[Source document]
==*==
Term symbols (quantum mechanics)

Term symbols are notations representing energy levels of a particular electron configuration of a chemical species.

Atomic term symbols

For light atoms, an atomic term symbol is based on Russell Saunders (LS) coupling and can be expressed either as:

$^{2S+1}L\; \; \; \; \; \; \; \; 291$

$^{2S+1}L_J\; \; \; \; \; \; \; \; 292$

where $2S+1$ is called the multiplicity of the term symbol, $S$ is the total spin angular momentum quantum number, $L$ is the total orbital angular momentum quantum number and $J$ is the total angular momentum quantum number.

Each value of $L$ is further assigned a letter:

L	0	1	2	3	4	5	6	7	8
Letter	S	P	D	F	G	H	I	K	L

Energy levels denoted by eq291 ignore spin-orbit coupling and are called terms, while those denoted by eq292 take into account spin-orbit coupling and are known as levels. Eq291 implies that for a particular electron configuration of an atom, states with the same set of angular momentum quantum numbers $L$ and $S$ have the same energy. We have shown in an earlier article how this is possible. When spin-orbit coupling effects are considered, degenerate states corresponding to a term are split into multiple levels. From eq248 and eq289, energy levels of a particular electron configuration of an atom are dependent on the quantum numbers $J$ , $L$ and $S$ .

Question

Write the term symbols for i) the ground state of the hydrogen atom, and ii) the excited state of the hydrogen atom with the electron in the 2p orbital.

Answer

For the ground state of hydrogen, where $S=s=\frac{1}{2}$ and $L=0\equiv S$ , it is denoted by $^2S_{\frac{1}{2}}$ . For the excited state, the electron can be in any of the three degenerate 2p orbitals with either an up spin or a down spin. We would therefore expect two term symbols. The first symbol is $^2P_{\frac{3}{2}}$ , while the second symbol is obtained using the Clebsch-Gordan series of eq219 and is $^2P_{\frac{1}{2}}$ .

Question

Why is a term symbol not described by the principal quantum number $n$ ?
==*==
[Items listed in a dataset]

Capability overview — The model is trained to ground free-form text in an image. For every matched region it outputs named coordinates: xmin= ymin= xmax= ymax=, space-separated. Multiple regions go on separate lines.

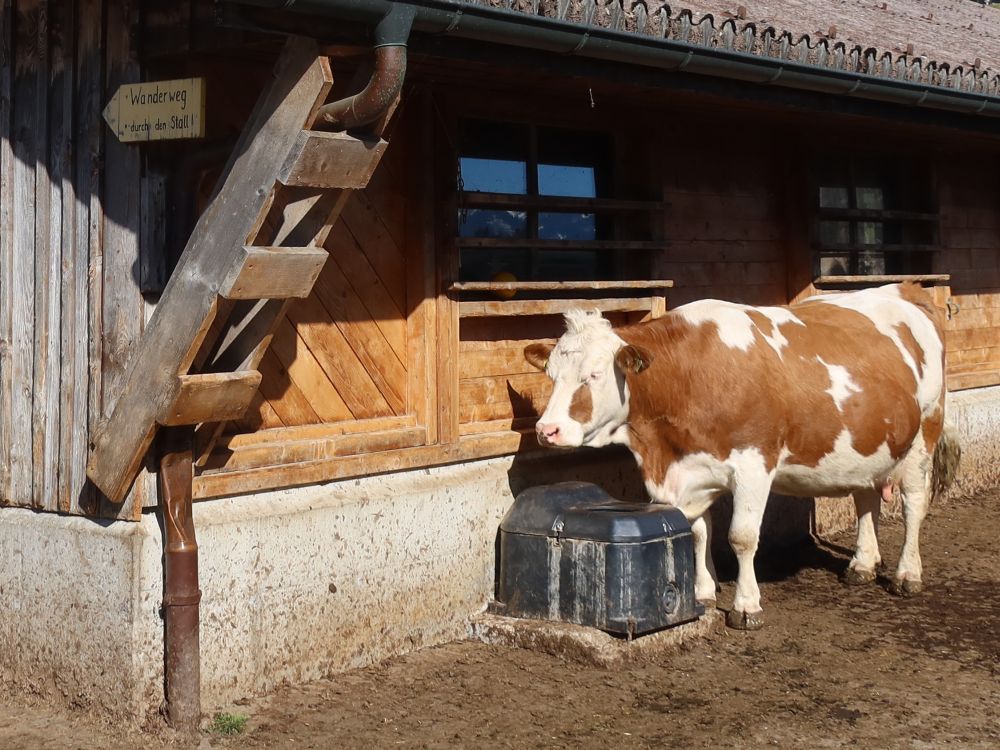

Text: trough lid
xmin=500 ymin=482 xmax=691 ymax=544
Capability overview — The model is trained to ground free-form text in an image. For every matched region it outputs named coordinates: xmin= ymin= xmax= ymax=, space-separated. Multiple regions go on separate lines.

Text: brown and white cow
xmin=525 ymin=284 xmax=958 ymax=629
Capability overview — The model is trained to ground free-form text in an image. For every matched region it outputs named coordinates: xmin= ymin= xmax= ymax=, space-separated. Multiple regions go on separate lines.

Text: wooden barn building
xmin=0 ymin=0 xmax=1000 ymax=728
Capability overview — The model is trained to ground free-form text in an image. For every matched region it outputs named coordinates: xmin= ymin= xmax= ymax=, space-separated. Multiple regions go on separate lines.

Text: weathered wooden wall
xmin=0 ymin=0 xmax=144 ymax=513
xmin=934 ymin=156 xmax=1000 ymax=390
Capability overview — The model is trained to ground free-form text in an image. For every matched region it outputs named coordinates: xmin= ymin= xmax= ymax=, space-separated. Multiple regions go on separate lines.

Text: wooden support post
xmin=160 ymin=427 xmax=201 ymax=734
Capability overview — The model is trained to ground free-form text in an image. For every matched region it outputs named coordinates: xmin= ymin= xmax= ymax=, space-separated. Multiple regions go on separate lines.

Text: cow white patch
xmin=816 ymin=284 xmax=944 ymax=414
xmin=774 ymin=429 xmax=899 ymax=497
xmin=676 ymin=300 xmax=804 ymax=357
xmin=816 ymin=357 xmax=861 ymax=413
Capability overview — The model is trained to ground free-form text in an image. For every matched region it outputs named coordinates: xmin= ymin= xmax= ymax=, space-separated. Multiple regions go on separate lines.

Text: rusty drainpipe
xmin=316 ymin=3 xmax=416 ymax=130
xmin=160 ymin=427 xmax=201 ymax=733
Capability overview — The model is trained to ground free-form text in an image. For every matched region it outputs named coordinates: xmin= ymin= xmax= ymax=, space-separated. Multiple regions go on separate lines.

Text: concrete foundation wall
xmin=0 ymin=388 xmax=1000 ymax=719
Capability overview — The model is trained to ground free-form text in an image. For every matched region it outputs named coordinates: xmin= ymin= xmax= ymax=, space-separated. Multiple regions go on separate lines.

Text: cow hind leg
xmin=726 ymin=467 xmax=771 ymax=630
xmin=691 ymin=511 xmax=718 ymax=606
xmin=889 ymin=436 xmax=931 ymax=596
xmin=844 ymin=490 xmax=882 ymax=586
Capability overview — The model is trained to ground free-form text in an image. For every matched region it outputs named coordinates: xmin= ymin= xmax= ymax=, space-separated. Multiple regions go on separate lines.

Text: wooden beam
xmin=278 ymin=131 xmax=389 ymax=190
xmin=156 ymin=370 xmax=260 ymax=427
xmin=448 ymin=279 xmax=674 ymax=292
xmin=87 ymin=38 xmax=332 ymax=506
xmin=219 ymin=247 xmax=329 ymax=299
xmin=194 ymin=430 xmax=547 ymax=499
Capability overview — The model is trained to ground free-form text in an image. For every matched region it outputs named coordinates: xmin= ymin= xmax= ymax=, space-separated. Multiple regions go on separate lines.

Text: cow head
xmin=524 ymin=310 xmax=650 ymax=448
==*==
[Exercise]
Please restate the part of the term symbols article that opens with "Write the term" and closes with "the 2p orbital.", swapping "2p orbital" for "3d orbital".

[Solution]
Write the term symbols for i) the ground state of the hydrogen atom, and ii) the excited state of the hydrogen atom with the electron in the 3d orbital.